Szene aus Tannhäuser: Manni Laudenbach (Oskar) und Lise Davidsen (Elisabeth) – die mit Abstand stärkste Darstellerin der Premiere; Bildrechte: Enrico Nawrath
Bayreuther Festspiele, 25. Juli 2019
Richard Wagner, Tannhäuser und der Sängerkrieg auf Wartburg
von Iris Böhm
Die mit Spannung erwartete Eröffnungspremiere der Bayreuther Festspiele 2019 haben nicht nur 1974 Zuschauer im Festspielhaus, sondern auch Opernfreunde aus vier Ländern in mehr als 100 Kinos zeitversetzt in klimatisierten Sälen und gut gepolsterten Kinosesseln miterlebt. Das UCI Hamburg-Mundsburg empfing die daheimgebliebenen Wagnerianer mit einem Glas Sekt und ordentlich Beinfreiheit. Nur an einem ausgewogeneren, voluminöseren Klang könnte noch gearbeitet werden.
━━━━━━━━━━
▶ **AUFGABEN**
(1) Nenne alle Personen, die im Bericht über die Tannhäuser-Premiere mit Vor- und Nachnamen vorkommen.
(2) Setze den Bericht über die Tannhäuser-Premiere nach seinem letzten Satz fort.
Die nachstehenden Zeilen sind eigenständiges Material und gehören nicht zum Bericht.

(Datensatzeinträge)
━━━━━━━━━━
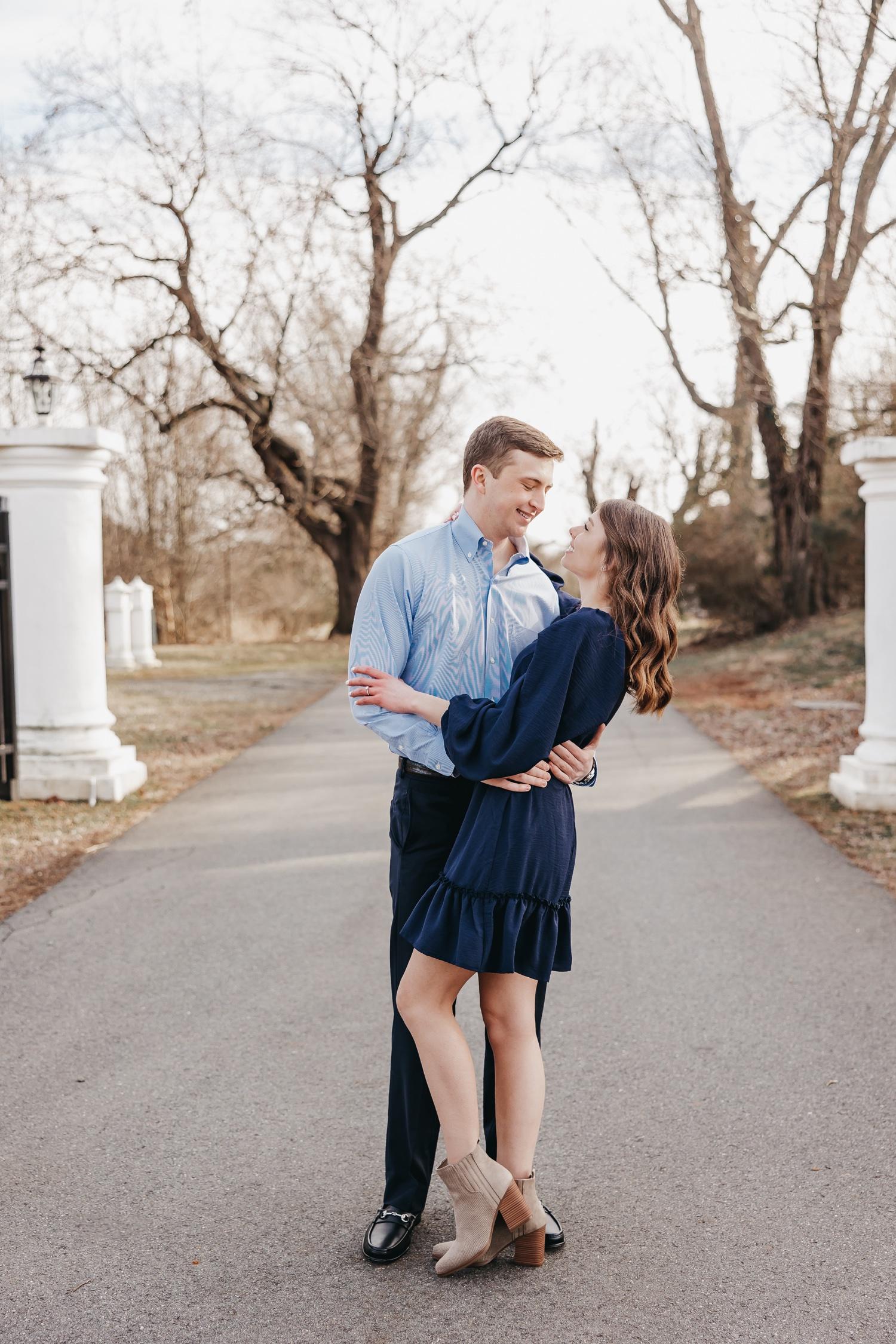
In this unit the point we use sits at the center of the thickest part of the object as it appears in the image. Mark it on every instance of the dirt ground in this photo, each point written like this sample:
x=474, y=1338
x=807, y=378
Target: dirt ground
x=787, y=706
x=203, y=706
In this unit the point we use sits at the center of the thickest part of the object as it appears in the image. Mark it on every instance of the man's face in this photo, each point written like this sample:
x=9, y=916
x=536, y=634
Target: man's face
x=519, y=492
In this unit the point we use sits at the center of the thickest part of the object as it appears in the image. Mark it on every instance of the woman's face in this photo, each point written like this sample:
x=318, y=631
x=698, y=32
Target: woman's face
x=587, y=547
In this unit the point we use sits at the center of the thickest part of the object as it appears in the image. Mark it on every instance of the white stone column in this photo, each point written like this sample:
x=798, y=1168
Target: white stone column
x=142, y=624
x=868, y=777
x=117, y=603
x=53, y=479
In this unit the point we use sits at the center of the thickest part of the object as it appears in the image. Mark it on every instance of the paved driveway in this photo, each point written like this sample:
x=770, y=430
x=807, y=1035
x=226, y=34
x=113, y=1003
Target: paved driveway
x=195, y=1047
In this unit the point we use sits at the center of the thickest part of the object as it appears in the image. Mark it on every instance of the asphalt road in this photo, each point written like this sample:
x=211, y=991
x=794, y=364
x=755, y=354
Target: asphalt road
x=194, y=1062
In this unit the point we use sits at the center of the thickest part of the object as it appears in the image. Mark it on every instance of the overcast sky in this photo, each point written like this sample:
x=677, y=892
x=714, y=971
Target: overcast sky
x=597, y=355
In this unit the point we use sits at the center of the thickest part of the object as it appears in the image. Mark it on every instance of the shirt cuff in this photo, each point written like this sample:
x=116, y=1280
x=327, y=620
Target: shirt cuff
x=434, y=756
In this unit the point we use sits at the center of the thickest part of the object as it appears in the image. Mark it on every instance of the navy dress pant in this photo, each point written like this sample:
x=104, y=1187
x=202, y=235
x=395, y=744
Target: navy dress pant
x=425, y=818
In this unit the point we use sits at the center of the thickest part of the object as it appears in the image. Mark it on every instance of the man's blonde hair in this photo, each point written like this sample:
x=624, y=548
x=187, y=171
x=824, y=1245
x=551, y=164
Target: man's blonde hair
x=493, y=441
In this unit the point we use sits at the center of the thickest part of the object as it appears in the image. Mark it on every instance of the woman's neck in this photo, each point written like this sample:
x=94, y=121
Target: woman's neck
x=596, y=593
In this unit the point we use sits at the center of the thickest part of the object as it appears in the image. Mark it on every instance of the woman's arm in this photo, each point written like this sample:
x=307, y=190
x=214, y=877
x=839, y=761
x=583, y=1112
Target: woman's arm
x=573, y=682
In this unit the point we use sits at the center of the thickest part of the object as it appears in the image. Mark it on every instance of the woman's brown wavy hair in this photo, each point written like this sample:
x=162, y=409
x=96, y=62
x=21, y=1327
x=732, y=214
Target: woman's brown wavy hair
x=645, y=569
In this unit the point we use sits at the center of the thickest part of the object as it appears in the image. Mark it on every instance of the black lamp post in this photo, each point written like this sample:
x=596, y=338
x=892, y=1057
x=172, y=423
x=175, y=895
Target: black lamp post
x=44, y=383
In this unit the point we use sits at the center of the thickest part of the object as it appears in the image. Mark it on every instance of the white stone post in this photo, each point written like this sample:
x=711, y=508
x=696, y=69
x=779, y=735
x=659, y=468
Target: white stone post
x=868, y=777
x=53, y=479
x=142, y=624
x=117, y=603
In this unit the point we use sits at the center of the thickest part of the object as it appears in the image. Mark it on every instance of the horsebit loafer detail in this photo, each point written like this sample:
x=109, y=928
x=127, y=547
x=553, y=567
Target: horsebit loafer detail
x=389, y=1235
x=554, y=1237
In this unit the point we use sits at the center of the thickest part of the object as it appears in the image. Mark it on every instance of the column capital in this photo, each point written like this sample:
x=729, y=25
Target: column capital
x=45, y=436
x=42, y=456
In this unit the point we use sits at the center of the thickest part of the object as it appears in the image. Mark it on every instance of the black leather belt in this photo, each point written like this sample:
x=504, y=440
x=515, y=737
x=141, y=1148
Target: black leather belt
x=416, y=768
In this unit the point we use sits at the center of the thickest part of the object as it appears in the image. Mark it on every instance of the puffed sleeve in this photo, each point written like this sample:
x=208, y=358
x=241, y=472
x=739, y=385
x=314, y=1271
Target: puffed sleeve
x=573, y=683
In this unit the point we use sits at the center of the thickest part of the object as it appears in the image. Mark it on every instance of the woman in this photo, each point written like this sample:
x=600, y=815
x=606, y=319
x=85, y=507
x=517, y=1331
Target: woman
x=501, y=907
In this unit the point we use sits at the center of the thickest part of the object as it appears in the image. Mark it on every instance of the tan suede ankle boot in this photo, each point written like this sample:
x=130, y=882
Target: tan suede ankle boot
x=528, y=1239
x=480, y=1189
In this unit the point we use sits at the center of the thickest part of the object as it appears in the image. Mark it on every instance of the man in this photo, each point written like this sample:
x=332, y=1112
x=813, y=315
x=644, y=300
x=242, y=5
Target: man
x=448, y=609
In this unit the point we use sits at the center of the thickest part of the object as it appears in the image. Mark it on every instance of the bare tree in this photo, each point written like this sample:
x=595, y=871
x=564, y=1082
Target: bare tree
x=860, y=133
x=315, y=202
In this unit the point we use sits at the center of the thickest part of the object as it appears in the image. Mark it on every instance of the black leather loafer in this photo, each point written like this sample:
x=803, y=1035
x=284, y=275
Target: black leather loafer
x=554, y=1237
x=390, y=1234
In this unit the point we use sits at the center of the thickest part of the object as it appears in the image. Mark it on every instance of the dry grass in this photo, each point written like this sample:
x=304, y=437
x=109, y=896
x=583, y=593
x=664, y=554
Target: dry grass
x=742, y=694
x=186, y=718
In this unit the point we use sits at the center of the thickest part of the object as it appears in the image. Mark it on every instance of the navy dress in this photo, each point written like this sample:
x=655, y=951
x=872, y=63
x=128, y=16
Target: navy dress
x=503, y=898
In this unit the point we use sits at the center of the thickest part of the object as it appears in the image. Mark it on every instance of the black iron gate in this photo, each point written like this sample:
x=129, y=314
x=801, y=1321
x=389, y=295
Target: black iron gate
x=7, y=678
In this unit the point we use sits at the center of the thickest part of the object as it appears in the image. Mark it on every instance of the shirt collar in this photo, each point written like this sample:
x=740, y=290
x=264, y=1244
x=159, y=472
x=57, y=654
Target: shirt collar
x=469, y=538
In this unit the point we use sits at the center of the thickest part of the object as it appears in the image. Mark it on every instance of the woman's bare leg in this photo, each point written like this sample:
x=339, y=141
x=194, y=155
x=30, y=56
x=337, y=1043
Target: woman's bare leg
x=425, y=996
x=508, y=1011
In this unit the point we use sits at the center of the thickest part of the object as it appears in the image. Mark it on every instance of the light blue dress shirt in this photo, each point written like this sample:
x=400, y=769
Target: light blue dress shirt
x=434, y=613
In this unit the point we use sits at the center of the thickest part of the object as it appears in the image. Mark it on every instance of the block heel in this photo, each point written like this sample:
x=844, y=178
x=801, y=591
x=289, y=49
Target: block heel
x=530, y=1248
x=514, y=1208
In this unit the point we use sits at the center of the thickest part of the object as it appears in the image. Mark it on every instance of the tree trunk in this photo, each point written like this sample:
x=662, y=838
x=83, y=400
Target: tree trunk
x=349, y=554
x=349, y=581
━━━━━━━━━━
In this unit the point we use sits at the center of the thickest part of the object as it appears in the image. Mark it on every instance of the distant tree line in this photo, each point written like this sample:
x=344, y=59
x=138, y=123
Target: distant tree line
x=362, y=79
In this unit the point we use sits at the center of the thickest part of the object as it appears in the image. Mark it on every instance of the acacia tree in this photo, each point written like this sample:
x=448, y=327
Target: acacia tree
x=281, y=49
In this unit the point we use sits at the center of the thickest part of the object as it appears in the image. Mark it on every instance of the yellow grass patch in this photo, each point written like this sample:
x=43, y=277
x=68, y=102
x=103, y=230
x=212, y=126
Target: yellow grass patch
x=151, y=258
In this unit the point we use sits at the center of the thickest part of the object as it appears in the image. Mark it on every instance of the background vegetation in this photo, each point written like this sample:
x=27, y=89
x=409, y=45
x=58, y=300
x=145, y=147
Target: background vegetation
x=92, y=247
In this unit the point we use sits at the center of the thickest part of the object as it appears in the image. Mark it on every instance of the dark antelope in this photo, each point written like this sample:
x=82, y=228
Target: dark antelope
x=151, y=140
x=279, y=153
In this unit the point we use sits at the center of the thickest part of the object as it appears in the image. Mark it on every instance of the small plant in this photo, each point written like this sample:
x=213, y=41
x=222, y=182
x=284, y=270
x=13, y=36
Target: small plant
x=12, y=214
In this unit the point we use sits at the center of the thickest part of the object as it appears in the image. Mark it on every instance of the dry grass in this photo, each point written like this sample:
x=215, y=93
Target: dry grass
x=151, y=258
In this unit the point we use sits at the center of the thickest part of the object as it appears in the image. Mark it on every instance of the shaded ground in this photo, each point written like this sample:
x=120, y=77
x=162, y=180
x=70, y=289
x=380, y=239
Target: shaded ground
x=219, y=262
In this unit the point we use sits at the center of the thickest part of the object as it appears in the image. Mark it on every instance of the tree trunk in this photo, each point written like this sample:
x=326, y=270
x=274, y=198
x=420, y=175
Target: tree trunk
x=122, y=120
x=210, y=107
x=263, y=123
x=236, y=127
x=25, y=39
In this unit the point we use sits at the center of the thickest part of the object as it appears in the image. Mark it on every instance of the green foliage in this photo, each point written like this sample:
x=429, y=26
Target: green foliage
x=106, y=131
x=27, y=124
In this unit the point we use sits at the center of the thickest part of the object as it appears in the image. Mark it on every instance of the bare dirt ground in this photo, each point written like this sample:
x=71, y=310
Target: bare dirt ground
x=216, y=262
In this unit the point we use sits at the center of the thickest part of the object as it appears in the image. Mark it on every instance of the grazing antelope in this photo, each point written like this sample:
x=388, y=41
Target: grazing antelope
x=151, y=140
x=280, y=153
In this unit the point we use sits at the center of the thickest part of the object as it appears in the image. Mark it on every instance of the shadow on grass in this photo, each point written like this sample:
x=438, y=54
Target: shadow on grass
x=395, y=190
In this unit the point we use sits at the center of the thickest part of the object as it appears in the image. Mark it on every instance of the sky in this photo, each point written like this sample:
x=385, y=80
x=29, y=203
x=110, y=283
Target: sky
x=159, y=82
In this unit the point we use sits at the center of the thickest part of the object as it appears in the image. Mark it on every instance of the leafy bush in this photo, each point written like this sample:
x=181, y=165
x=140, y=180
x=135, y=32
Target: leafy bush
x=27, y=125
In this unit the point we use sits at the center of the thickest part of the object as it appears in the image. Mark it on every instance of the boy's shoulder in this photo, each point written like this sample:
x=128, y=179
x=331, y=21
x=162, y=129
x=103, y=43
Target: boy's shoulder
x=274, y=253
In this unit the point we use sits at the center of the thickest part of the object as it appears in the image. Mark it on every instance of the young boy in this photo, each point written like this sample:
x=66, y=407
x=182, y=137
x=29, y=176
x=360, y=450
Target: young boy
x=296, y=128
━━━━━━━━━━
▶ **ANTWORTEN**
(1) Manni Laudenbach, Lise Davidsen, Enrico Nawrath, Richard Wagner, Iris Böhm

(2)
„Tannhäuser und der Sängerkrieg auf Wartburg“, die große romantische Oper von Richard Wagner in drei Aufzügen, wird von dem Regisseur Tobias Kratzer und dem Bühnen- und Kostümbildner Rainer Sellmaier zumeist kunterbunt, unterhaltsam und witzig in Szene gesetzt.
Das Vorspiel beginnt mit Filmeinspielungen, die die volle Aufmerksamkeit der Zuschauer auf sich ziehen, was die Musik bedauerlicherweise in den Hintergrund rücken lässt. Sie zeigen Tannhäuser, der sich als Clown einer Zirkusgruppe angeschlossen hat, die ausgelassen und übermütig in einem Citroen-Kastenwagen über die Landstraße braust. Die Mischung aus Theaterspiel, Livefilmen und Videoelementen macht den gut drei Stunden andauernden „Tannhäuser“ kurzweilig und lässt dem Zuschauer einen neuen Blick auf die Oper und insbesondere auch hinter die Kulissen der Bayreuther Festspiele werfen.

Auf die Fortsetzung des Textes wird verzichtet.